**Your objective:**
Every line in the records below that holds the word "head" is to be copied.
___ Information
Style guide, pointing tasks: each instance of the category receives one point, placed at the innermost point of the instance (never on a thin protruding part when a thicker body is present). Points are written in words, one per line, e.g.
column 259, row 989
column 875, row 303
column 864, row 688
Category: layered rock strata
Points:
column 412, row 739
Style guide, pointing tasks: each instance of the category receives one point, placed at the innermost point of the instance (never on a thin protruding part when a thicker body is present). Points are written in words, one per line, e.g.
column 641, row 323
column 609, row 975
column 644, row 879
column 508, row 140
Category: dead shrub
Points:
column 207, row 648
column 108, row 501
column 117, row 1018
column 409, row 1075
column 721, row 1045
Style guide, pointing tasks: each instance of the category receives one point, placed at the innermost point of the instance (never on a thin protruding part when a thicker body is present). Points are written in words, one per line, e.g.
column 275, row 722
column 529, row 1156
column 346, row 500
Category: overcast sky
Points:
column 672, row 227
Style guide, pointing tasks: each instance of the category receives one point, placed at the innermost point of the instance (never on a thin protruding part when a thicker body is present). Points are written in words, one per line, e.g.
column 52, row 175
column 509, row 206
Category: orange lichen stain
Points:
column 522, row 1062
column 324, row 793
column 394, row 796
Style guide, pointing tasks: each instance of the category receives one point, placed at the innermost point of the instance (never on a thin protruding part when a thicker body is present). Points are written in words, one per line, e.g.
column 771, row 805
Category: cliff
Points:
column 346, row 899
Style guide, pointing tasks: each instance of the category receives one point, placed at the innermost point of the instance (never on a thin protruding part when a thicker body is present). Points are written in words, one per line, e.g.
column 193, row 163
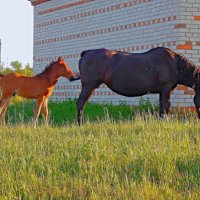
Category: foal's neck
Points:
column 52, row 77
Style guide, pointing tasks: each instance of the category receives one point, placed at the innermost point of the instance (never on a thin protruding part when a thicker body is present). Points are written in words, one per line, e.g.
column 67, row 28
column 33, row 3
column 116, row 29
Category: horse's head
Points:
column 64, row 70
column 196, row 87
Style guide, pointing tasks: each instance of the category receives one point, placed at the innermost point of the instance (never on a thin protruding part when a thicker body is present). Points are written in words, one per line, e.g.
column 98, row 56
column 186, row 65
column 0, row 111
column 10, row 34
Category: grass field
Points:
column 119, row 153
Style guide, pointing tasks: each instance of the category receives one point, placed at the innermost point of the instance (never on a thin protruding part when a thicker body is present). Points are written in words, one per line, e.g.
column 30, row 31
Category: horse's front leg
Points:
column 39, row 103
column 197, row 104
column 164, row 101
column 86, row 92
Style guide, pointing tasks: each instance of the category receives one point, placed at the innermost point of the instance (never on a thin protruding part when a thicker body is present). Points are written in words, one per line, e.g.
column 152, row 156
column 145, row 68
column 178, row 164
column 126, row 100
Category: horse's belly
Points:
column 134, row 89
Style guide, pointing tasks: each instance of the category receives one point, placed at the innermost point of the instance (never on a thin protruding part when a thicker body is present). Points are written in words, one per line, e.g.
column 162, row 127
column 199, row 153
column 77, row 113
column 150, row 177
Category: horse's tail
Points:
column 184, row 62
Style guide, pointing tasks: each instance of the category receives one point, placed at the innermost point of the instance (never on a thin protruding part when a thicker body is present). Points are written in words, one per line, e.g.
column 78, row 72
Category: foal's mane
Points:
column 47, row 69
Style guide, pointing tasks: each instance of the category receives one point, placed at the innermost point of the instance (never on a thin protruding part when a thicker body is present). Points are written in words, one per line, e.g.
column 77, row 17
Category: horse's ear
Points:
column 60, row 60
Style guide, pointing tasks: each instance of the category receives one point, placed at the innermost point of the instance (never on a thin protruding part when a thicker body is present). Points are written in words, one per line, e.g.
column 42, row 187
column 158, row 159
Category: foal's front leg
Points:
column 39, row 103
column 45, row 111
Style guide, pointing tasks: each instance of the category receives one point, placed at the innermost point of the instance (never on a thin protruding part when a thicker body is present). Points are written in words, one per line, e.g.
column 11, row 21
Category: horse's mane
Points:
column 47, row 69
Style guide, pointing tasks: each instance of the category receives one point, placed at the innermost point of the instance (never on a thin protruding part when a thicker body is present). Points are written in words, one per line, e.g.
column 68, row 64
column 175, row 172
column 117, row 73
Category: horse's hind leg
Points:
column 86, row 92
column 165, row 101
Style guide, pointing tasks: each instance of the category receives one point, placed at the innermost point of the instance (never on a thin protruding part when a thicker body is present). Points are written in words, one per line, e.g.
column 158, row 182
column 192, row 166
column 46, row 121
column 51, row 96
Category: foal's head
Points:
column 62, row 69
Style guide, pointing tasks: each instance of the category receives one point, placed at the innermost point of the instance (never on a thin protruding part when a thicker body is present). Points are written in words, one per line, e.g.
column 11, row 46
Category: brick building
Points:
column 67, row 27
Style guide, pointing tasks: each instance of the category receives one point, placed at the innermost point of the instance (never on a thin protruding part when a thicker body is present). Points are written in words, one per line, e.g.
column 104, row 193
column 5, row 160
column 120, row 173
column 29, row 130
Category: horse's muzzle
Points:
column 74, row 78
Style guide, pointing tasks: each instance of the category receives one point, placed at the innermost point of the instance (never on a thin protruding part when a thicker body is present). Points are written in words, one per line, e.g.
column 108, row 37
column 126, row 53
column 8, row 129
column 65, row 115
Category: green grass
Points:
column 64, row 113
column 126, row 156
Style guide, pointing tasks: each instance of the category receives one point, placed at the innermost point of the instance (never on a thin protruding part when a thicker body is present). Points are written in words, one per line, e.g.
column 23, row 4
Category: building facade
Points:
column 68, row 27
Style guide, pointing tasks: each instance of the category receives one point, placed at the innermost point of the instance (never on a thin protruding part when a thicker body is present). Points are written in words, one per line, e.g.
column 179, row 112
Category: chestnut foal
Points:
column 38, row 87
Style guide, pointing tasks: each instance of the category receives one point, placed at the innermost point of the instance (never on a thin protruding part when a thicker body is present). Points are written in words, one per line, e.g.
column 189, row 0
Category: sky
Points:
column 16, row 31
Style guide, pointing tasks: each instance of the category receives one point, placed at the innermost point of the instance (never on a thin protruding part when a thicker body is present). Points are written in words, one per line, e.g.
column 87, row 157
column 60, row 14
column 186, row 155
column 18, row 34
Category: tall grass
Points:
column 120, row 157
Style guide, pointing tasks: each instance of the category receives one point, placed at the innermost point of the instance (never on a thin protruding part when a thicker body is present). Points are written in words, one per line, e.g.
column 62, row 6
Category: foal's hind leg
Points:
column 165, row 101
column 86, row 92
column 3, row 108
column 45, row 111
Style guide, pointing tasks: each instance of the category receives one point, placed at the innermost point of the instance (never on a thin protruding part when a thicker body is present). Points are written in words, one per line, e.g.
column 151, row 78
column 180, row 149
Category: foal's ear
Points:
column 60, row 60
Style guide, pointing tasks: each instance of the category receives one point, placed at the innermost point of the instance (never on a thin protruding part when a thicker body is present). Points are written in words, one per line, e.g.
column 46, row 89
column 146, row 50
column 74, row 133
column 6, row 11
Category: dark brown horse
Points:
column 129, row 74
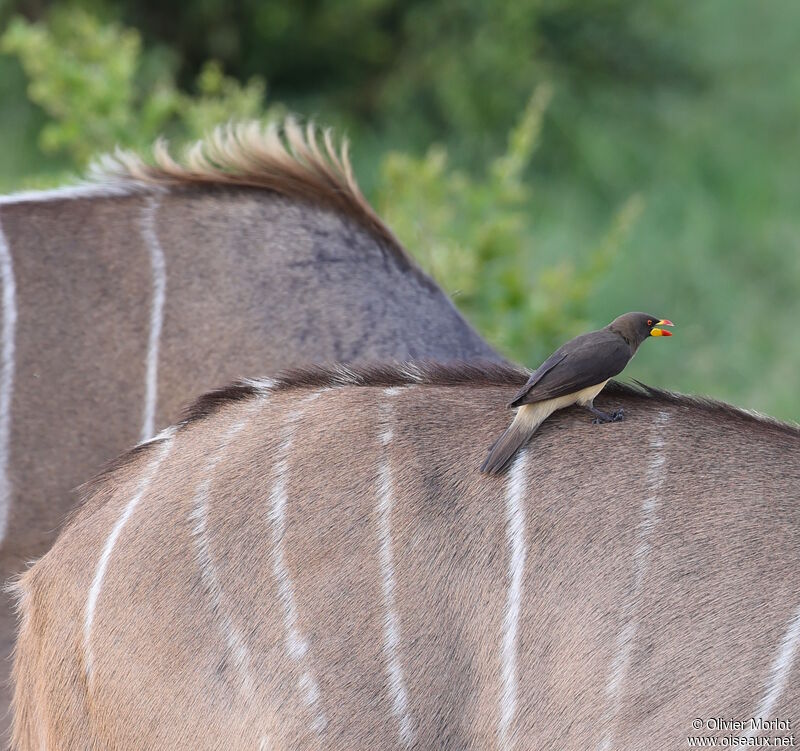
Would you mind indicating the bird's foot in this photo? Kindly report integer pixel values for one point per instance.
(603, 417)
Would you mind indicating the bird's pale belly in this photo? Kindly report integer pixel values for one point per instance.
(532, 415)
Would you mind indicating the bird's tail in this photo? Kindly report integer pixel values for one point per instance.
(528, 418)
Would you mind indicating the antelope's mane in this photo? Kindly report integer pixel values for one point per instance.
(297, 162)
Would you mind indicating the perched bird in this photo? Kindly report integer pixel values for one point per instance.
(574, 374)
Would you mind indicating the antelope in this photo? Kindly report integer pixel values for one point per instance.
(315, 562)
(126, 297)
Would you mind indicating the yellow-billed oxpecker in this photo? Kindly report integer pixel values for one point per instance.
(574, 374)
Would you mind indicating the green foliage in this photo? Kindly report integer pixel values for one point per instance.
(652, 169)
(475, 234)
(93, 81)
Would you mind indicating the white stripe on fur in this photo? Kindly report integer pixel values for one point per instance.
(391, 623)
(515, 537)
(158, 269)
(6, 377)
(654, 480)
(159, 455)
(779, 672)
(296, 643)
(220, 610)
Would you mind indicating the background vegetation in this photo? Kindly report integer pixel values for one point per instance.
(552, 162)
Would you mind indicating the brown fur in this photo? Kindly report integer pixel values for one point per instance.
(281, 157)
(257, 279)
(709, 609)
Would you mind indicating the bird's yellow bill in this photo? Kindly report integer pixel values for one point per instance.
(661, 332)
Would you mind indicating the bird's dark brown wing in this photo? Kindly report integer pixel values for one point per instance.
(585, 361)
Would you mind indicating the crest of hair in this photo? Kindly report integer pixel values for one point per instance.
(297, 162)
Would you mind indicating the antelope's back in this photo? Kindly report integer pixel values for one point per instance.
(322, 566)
______
**Exercise result:**
Category: horse's head
Category: foal's head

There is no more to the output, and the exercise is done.